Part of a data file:
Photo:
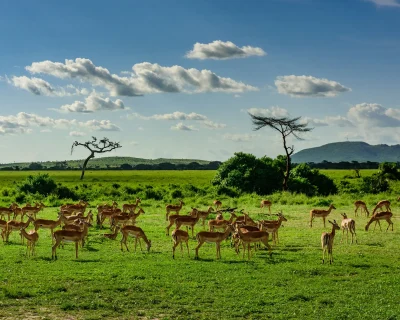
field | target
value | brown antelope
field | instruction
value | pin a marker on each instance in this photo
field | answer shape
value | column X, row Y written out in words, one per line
column 174, row 208
column 381, row 204
column 31, row 238
column 266, row 203
column 348, row 224
column 363, row 207
column 179, row 236
column 15, row 225
column 383, row 215
column 135, row 232
column 131, row 207
column 247, row 238
column 220, row 224
column 212, row 237
column 319, row 213
column 188, row 221
column 217, row 204
column 327, row 241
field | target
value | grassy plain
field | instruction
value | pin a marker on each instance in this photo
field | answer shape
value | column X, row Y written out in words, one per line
column 104, row 282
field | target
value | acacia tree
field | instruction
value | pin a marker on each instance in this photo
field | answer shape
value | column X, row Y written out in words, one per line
column 286, row 127
column 102, row 146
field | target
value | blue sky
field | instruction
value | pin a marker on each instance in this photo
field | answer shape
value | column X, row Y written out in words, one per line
column 176, row 78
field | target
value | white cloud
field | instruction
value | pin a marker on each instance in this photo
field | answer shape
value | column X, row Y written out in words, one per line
column 239, row 137
column 385, row 3
column 93, row 103
column 181, row 126
column 220, row 50
column 77, row 134
column 146, row 78
column 308, row 86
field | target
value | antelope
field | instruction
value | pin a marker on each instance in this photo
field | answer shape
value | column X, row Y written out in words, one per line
column 131, row 207
column 179, row 236
column 113, row 235
column 175, row 208
column 383, row 215
column 266, row 203
column 220, row 224
column 69, row 236
column 327, row 241
column 188, row 221
column 381, row 204
column 319, row 213
column 31, row 238
column 212, row 237
column 363, row 207
column 253, row 237
column 136, row 232
column 217, row 203
column 348, row 225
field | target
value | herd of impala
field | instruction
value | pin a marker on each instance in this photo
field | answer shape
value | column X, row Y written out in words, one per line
column 244, row 230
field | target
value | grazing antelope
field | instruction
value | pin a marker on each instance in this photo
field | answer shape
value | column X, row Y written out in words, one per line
column 31, row 238
column 179, row 236
column 131, row 207
column 319, row 213
column 363, row 207
column 266, row 203
column 348, row 224
column 327, row 241
column 217, row 204
column 135, row 232
column 212, row 237
column 381, row 204
column 174, row 208
column 383, row 215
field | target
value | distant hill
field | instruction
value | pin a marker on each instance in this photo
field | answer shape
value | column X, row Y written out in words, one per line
column 111, row 162
column 349, row 151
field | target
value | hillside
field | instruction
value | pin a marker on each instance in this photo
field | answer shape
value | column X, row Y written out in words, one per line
column 349, row 151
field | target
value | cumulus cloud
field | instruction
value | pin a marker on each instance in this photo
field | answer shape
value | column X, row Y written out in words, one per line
column 93, row 103
column 181, row 126
column 146, row 78
column 23, row 123
column 308, row 86
column 239, row 137
column 219, row 50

- _Required work_
Output the entries above exactly, without their pictures.

- _Finished answer_
Photo:
field | target
value | brown antelope
field | instruction
value | pin a marker on each instance in this photo
field | answer shape
value | column X, row Y written out in words, one per line
column 174, row 208
column 381, row 204
column 31, row 238
column 266, row 203
column 348, row 224
column 363, row 207
column 179, row 236
column 15, row 225
column 383, row 215
column 135, row 232
column 131, row 207
column 247, row 238
column 220, row 224
column 212, row 237
column 319, row 213
column 188, row 221
column 217, row 204
column 327, row 241
field | target
value | grassy plain
field | instruction
value | pin a marker on each instance in this photo
field | answer shape
value | column X, row Y written out in words, one per line
column 104, row 282
field | target
value | acacia tree
field | instruction
value | pin a marker on each instance in this photo
field | answer shape
value | column X, row Y written out in words, one per line
column 286, row 127
column 102, row 146
field | target
value | blue sky
field | instruction
value | pin a marker on each instance in this photo
field | answer shape
value | column X, row Y written out in words, one per line
column 176, row 78
field | target
value | white cloud
field | instruction
value | pin a marker on each instance in this photo
field | answer shape
value | column X, row Y written out in words, one per line
column 239, row 137
column 385, row 3
column 93, row 103
column 181, row 126
column 220, row 50
column 77, row 134
column 146, row 78
column 308, row 86
field | target
value | antelope
field | instruction
value | pin a marker on each instance in this photo
field | answer shape
value | column X, row Y written out in words, one per line
column 131, row 207
column 179, row 236
column 113, row 235
column 175, row 208
column 383, row 215
column 266, row 203
column 220, row 224
column 69, row 236
column 327, row 241
column 188, row 221
column 381, row 204
column 319, row 213
column 31, row 238
column 212, row 237
column 363, row 207
column 253, row 237
column 136, row 232
column 217, row 203
column 348, row 225
field | target
value | herd of impala
field | instruction
value | pin a marker on each instance in this photo
field | answer shape
value | column X, row Y written out in words, one per line
column 244, row 230
field | target
value | grazing antelope
field | instruction
value | pin a marker on each instance in this photo
field | answer shape
value | column X, row Y written out in words, one per line
column 31, row 238
column 179, row 236
column 131, row 207
column 319, row 213
column 363, row 207
column 266, row 203
column 348, row 224
column 327, row 241
column 217, row 204
column 135, row 232
column 212, row 237
column 381, row 204
column 174, row 208
column 383, row 215
field | target
value | distant hill
field | instruction
value | pin a marker on each instance in this photo
field | answer shape
value | column X, row Y written out in words, one per line
column 111, row 162
column 349, row 151
field | target
value | hillside
field | instruction
value | pin a marker on each instance in this photo
field | answer shape
value | column X, row Y written out in words, one per line
column 349, row 151
field | target
value | cumulus cloud
field | instruction
value | pin a marker on each instance in this photo
field | answer shape
value | column X, row Y written out in words, one per line
column 93, row 103
column 181, row 126
column 146, row 78
column 23, row 123
column 308, row 86
column 239, row 137
column 219, row 50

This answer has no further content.